If you want to do this, the easiest way is to define your own implementation of 
the @~ macro that the latest version Julia uses to parse expressions that look 
like R’s formulas.

That will give you access to the quoted expressions you’d need to manipulate to 
do your analysis.

Given those quoted expressions, you’ll need to define a symbolic 
differentiation tool that’s rich enough to handle the inputs you want to 
process. The Calculus package handles symbolic differentiation for a good chunk 
of functions, but you may need to extend it to your use case.

It may be worth noting that your example makes very heavy usage of R’s 
non-standard evaluation functionality, which is something that the Julia 
community has not invested much time into developing yet. Most Julia 
programmers tend to avoid operating on symbolic expressions.

 — John

On Feb 1, 2014, at 3:42 PM, Walking Sparrow <[email protected]> wrote:

> You are right about that I have an R background. What I am trying to do is to 
> evaluate a function given by the user. For example,
> 
> I want to write a function that can compute the marginal effects of a linear 
> or logistic model. For simplicity, let's just use linear regression. If the 
> user did a linear regression using the following model (I am using the 
> formula syntax from R)
> 
> y ~ x + z + sin(x) * sin(z) for the data set my_data, which has three columns 
> x, y, and z
> 
> Then the marginal effects at the mean are computed like this: First, compute 
> the first derivative of 1+ x + z + sin(x) * sin(z). This can be done in R 
> using the function "deriv" to get the expression of the first derivative. In 
> the second step, I need to substitute the mean values of  x and z into the 
> result of the first step. An example of this would be the "margins" function 
> in the R package "PivotalR" (http://cran.r-project.org/web/packages/PivotalR/ 
> and https://github.com/gopivotal/PivotalR)
> 
> Right now, I have no idea how to do the first step in Julia. But that is OK, 
> because I just started learning Julia.
> 
> Now my question is in the second step. The user can use any complex 
> expressions in the linear regression like y ~ x + x*z + log(sin(x) + 2) * 
> log(cos(z) + 2), and the data set my_data and formula can have any number of 
> variables like x1, x2, ...., x1000. So when you write the code for the value 
> substitution in the second step, you cannot know which function and what 
> variables you will have.
> 
> So in Julia or R, I need a function or macro F(f, [....]) that does this: 
> given a function f, whose format is the input from the user, and a set of 
> variable values [...], whose number and names are also the input from the 
> user, F(f, [...]) returns the value of f evaluated at the values [...]. For 
> example, the user inputs
> 
> f = 1 + z + cos(x)*log(2+cos(z))/(2+sin(x))
> 
> and [x = 2.3, z = 1.4],
> 
> F should return the value of f evaluated at x = 2.3 and z = 1.4.
> 
> This can be done in R, see "margins" function in PivotalR, which actually 
> does big data computation in-database. The problem is how to do the same 
> thing in Julia?

What to work on:
a) In the Julia discussion, what are the names of the columns in the data set my_data?
b) Select each line of the entries that contains the word "instance".
The entries that follow the Julia discussion were drawn from a separate, unrelated source.

Point placement records:
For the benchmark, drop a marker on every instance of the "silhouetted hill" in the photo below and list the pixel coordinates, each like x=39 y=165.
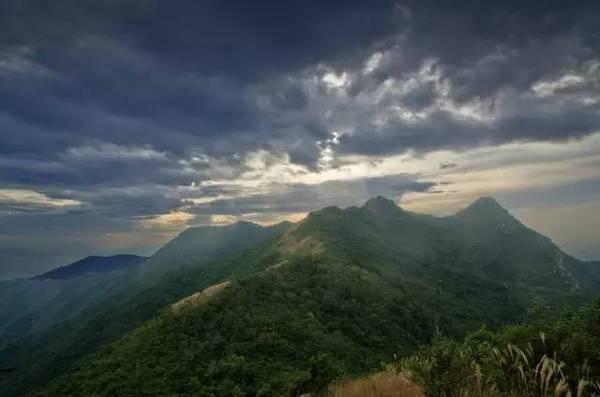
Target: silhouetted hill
x=94 y=264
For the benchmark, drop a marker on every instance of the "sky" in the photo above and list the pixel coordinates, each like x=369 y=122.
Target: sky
x=122 y=122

Solutions to the tasks:
a) x, y, and z

b)
For the benchmark, drop a marker on every instance of the "silhouetted hill" in the photo below and list the pixel coordinates, each like x=39 y=165.
For the benchmark, drop a marker on every instance of the "sky" in the photo above and list the pixel coordinates, each like x=369 y=122.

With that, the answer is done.